● Supplied data
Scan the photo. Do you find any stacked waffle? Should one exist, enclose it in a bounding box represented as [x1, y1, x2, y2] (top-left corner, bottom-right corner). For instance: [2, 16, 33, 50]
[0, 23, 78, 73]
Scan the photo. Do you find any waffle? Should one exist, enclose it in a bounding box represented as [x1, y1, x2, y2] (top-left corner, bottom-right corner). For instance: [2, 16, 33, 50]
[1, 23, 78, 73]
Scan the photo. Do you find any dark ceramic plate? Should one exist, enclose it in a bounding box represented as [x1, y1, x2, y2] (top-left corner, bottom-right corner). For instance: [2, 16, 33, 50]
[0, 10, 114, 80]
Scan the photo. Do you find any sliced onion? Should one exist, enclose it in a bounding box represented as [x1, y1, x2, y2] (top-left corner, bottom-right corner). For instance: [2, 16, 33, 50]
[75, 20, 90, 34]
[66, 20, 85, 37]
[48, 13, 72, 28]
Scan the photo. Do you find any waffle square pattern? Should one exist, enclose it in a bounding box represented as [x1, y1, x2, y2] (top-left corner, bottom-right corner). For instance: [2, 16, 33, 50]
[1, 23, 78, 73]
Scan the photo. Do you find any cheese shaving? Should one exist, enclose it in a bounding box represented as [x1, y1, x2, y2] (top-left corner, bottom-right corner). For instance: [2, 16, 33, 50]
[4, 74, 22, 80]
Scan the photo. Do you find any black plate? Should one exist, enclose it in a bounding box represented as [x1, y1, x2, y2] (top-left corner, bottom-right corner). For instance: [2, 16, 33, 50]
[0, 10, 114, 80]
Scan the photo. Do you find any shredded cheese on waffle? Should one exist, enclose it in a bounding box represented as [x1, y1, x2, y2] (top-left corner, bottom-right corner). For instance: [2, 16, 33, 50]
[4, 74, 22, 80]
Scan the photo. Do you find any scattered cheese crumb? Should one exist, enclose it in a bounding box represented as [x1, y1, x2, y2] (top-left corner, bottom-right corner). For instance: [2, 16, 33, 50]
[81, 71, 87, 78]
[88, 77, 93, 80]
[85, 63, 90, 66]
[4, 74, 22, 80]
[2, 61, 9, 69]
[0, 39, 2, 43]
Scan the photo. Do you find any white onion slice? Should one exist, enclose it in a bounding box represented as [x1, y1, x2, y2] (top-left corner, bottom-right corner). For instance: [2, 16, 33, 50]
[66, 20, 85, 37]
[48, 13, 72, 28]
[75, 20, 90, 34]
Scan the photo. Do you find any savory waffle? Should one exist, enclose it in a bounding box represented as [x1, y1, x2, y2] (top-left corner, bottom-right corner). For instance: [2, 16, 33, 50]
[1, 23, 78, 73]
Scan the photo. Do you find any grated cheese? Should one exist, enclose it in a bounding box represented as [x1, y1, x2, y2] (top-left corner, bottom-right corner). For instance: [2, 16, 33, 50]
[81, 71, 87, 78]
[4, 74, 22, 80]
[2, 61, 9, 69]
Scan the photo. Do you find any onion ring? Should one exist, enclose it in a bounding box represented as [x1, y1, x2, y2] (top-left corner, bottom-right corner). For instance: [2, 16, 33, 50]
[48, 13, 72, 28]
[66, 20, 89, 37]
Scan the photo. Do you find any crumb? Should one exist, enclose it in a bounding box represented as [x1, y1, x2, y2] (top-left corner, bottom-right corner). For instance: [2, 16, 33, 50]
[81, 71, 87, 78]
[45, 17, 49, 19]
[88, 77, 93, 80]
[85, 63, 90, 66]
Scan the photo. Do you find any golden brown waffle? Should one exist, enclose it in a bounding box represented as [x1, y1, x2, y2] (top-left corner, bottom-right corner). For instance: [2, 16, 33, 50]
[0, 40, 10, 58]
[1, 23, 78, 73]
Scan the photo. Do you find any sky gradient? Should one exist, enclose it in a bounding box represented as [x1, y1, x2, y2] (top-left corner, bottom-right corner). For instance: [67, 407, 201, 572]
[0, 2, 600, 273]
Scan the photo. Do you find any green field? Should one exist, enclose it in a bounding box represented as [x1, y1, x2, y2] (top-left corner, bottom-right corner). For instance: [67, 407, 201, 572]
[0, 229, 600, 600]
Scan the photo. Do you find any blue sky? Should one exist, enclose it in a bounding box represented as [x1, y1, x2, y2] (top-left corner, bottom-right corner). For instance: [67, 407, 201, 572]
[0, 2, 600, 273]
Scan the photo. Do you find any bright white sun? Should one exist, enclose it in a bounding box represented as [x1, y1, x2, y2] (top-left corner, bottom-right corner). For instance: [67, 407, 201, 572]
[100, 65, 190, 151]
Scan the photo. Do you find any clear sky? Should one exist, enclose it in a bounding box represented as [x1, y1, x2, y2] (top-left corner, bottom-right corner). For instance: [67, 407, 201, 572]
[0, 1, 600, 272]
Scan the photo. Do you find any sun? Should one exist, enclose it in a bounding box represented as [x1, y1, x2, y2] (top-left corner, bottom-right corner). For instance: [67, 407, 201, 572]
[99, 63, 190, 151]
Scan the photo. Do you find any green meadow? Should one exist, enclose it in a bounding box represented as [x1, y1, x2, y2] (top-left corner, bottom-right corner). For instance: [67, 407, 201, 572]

● Aim
Update all of the records above, changing each occurrence of "For instance" to "For example" and leaving everything else unchanged.

● Right answer
Scan the photo. Do you find any stacked waffle? Should one exist, enclose it in a bounding box represented as [x1, y1, x2, y2] (top-left corner, bottom-right corner). For example: [2, 16, 33, 50]
[0, 23, 78, 73]
Scan the photo. Do you find any waffle? Should one exist, enclose it in a bounding box represented as [x1, y1, x2, y2] (top-left corner, bottom-right corner). For example: [2, 16, 33, 50]
[1, 23, 78, 73]
Scan the photo. Do you find any dark ceramic plate? Should one exist, enclose it in a bounding box represented as [x1, y1, x2, y2] (top-left corner, bottom-right corner). For example: [2, 16, 33, 50]
[0, 10, 114, 80]
Scan the photo. Do you find any sliced onion? Should one exist, enclose it in a bounding box represented as [x1, y1, x2, y2] (top-left corner, bottom-right corner). For example: [2, 16, 33, 50]
[75, 20, 90, 34]
[66, 20, 85, 37]
[48, 13, 72, 28]
Scan the photo. Do you find any waffle square pattern? Should one exist, enclose it in a bounding box represented as [x1, y1, x2, y2] (top-left corner, bottom-right corner). For example: [2, 16, 33, 50]
[1, 23, 78, 73]
Scan the photo. Do you find any cheese shaving? Should one exist, enclose it in a bounding box represented as [x1, y1, x2, y2] (top-left corner, bottom-right corner). For example: [2, 16, 33, 50]
[4, 74, 22, 80]
Scan the photo. Do you find any black plate? Should one exist, enclose it in a bounding box represented as [x1, y1, x2, y2] (top-left corner, bottom-right corner). For example: [2, 16, 33, 50]
[0, 10, 114, 80]
Scan the photo. Do you find any shredded cheese on waffle? Should one exist, enclose it in a bounding box represented as [x1, y1, x2, y2] (top-left corner, bottom-right corner). For example: [2, 16, 33, 50]
[4, 74, 22, 80]
Scan the photo. Do you find any scattered cheese crumb? Should one exist, enclose it in a bounding box represented as [x1, y1, x2, y2] (top-left corner, bottom-right corner). For example: [2, 16, 33, 50]
[81, 71, 87, 78]
[88, 77, 93, 80]
[85, 63, 90, 66]
[4, 74, 22, 80]
[2, 61, 9, 69]
[0, 39, 2, 43]
Scan the photo. Do you find any white onion slice? Should one exist, enclose it in a bounding box represented as [x1, y1, x2, y2] (top-left corner, bottom-right corner). For example: [2, 16, 33, 50]
[66, 20, 85, 37]
[48, 13, 72, 28]
[75, 20, 90, 34]
Scan the photo. Do you find any savory waffle? Should one exist, enclose it in a bounding box represented as [x1, y1, x2, y2] (top-left corner, bottom-right corner). For example: [2, 16, 33, 50]
[1, 23, 78, 73]
Scan the photo. Do you find any grated cheese? Should one exist, enclose it in a bounding box represented as [x1, y1, x2, y2] (top-left corner, bottom-right corner). For example: [2, 16, 33, 50]
[81, 71, 87, 78]
[4, 74, 22, 80]
[2, 61, 9, 69]
Scan the photo. Do you find any onion ring? Should one exist, enclose it in a bounding box represented as [x1, y1, x2, y2] (top-left corner, bottom-right corner). For example: [2, 16, 33, 50]
[48, 13, 72, 28]
[66, 20, 89, 37]
Scan the photo. Do you find any crumb? Should one exist, enclose it in a bounding box represented as [x1, y1, x2, y2] (top-left corner, bottom-right corner). For example: [2, 16, 33, 50]
[81, 71, 87, 78]
[45, 17, 49, 19]
[88, 77, 93, 80]
[85, 63, 90, 66]
Scan the photo. Do you find any golden brown waffle? Should one exist, enclose it in a bounding box represented as [x1, y1, x2, y2] (top-left corner, bottom-right corner). For example: [2, 16, 33, 50]
[0, 40, 10, 58]
[1, 23, 78, 73]
Scan the photo. Do you find any sky gradient? Should one exist, enclose it in a bounding box represented as [x1, y1, x2, y2] (top-left corner, bottom-right corner). For example: [67, 407, 201, 572]
[0, 2, 600, 273]
Scan the photo. Do you find any green field? Should one exist, enclose it in a bounding box represented as [x1, y1, x2, y2] (top-left corner, bottom-right corner). For example: [67, 407, 201, 572]
[0, 229, 600, 600]
Scan the photo. Do you find any blue sky? Should one exist, enclose it in a bounding box represented as [x1, y1, x2, y2] (top-left corner, bottom-right corner). For example: [67, 407, 201, 572]
[0, 2, 600, 273]
Scan the photo. Do you find any bright white sun? Should one exist, enclose it in a bounding box represented as [x1, y1, x2, y2] (top-left corner, bottom-right corner). For example: [67, 407, 201, 572]
[100, 65, 190, 151]
Scan the photo. Do you find any clear sky? Should one exist, enclose it in a bounding box represented as [x1, y1, x2, y2] (top-left corner, bottom-right corner). For example: [67, 407, 201, 572]
[0, 1, 600, 272]
Scan the photo. Do you find any sun? Should one exist, enclose it in a bounding box represented as [x1, y1, x2, y2] (top-left corner, bottom-right corner). For example: [67, 407, 201, 572]
[99, 63, 190, 151]
Scan the photo. Do you find any green meadow? Should one exist, enclose it in a bounding box represented as [x1, y1, x2, y2] (top-left corner, bottom-right corner). For example: [67, 407, 201, 572]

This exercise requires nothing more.